What the task asks: Copy every one of the records below word for word, leaving nothing out.

Data drawn from a collection:
/---
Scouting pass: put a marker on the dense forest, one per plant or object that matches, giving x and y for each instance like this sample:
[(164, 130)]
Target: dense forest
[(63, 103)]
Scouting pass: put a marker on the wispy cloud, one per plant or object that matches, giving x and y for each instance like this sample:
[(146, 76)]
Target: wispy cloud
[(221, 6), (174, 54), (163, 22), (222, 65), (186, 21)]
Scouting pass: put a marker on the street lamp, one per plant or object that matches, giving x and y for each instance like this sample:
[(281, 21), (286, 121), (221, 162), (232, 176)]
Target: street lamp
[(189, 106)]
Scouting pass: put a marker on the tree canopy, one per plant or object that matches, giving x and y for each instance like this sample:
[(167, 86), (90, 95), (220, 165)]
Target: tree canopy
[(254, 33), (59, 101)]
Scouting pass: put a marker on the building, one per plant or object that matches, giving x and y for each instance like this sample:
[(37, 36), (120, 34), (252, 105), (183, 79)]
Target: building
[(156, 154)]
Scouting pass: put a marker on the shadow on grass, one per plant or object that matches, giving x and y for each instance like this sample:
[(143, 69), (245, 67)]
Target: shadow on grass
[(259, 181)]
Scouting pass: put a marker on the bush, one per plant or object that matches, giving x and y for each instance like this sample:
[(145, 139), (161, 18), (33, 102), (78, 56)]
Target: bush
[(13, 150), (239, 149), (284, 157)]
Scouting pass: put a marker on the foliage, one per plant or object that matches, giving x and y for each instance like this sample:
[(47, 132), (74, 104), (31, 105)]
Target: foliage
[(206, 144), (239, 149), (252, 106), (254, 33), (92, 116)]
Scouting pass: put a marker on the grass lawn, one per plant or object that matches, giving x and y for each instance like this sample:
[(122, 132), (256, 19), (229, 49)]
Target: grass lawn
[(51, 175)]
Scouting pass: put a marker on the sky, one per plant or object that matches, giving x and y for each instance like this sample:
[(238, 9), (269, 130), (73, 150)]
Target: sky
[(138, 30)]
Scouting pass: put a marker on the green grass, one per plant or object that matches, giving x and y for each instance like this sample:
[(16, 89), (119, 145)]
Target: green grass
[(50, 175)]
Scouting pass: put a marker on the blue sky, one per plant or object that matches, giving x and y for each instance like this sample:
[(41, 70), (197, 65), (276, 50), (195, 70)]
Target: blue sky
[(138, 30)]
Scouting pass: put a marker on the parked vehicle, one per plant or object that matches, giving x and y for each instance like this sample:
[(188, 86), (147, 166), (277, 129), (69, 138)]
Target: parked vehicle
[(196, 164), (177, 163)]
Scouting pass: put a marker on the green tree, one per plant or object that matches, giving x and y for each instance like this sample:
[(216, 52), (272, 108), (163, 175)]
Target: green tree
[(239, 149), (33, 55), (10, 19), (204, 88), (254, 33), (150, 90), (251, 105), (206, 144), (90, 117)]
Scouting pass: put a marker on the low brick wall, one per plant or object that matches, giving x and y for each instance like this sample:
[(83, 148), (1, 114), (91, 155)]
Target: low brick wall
\---
Complete response:
Scouting pass: put a marker on the dense forest, one per plant or object that matches, giving x and y for each instance like this sample:
[(164, 130)]
Target: dense forest
[(63, 103)]
Scouting pass: put a marker on the wispy cloud, one per plant or object that matches, giving x and y for each instance like this sample:
[(146, 76)]
Target: wispy cloud
[(221, 6), (174, 54), (163, 22), (222, 65), (186, 21)]
Scouting pass: put a marker on the street lamp, one per plant or object that matches, giving x and y for each instance like this sample:
[(281, 21), (286, 121), (221, 162), (232, 176)]
Target: street lamp
[(189, 106)]
Scouting pass: put a marker on the tree canopy, one per plant or object that matches, giving x and y for each instance like this sample:
[(167, 86), (90, 95), (220, 165)]
Target: tree canopy
[(254, 33), (59, 101)]
Scouting pass: put a marker on the building, one per plant or object that matches, giving x and y for each instance like this sample:
[(37, 36), (120, 34), (252, 105), (183, 79)]
Target: building
[(156, 154)]
Scouting pass: put a marker on the shadow on grass, one per plant or object that matches, giving x and y for each instance like this sample:
[(143, 69), (245, 67)]
Target: shadow on grass
[(259, 181)]
Scouting pass: put a marker on the bush, one per plant or object that matches, giving x and y for each instance like this sample:
[(145, 139), (161, 18), (33, 102), (78, 56)]
Target: bush
[(13, 150), (239, 149), (284, 157)]
Scouting pass: put a marker on the foliage, one per plant or object that matches, giving x and y for each instance like this sample:
[(47, 132), (74, 104), (31, 105)]
Target: foliage
[(206, 144), (239, 149), (252, 106), (254, 33), (92, 116)]
Scouting pass: put a marker on the grass lawn, one per plant or object that matches, giving x and y for each instance like this sample:
[(122, 132), (256, 19), (229, 49)]
Target: grass lawn
[(51, 175)]
Scouting pass: put a marker on the sky, one per plant or object that matches, giving x and y for each instance like this sample:
[(238, 9), (269, 130), (73, 150)]
Target: sky
[(138, 30)]
Scouting pass: put a marker on the green grass, one per plant or object that matches, giving x and y for each instance like this sample:
[(16, 89), (119, 145)]
Target: green grass
[(50, 175)]
Scouting pass: put a marker on the blue sky, one per plant or object that matches, giving x and y for each instance like this sample:
[(41, 70), (197, 65), (276, 50), (195, 70)]
Target: blue sky
[(138, 30)]
Scouting pass: put a marker on the parked vehicle, one per plant or object that matches, giving x and y for each instance like this sample:
[(188, 86), (147, 166), (277, 129), (69, 138)]
Target: parked vehicle
[(196, 164), (177, 163)]
Scouting pass: put a marker on the green tree, one per plant or object that matches, giving x and y for each instance like this sample:
[(216, 52), (272, 108), (163, 175)]
Target: green tree
[(239, 149), (33, 55), (10, 19), (204, 88), (254, 33), (150, 90), (251, 105), (206, 144), (90, 117)]
Scouting pass: put a marker on the low brick wall, one per plant or object that matches, giving x and y for each instance like this sample:
[(83, 148), (1, 114), (91, 155)]
Target: low brick wall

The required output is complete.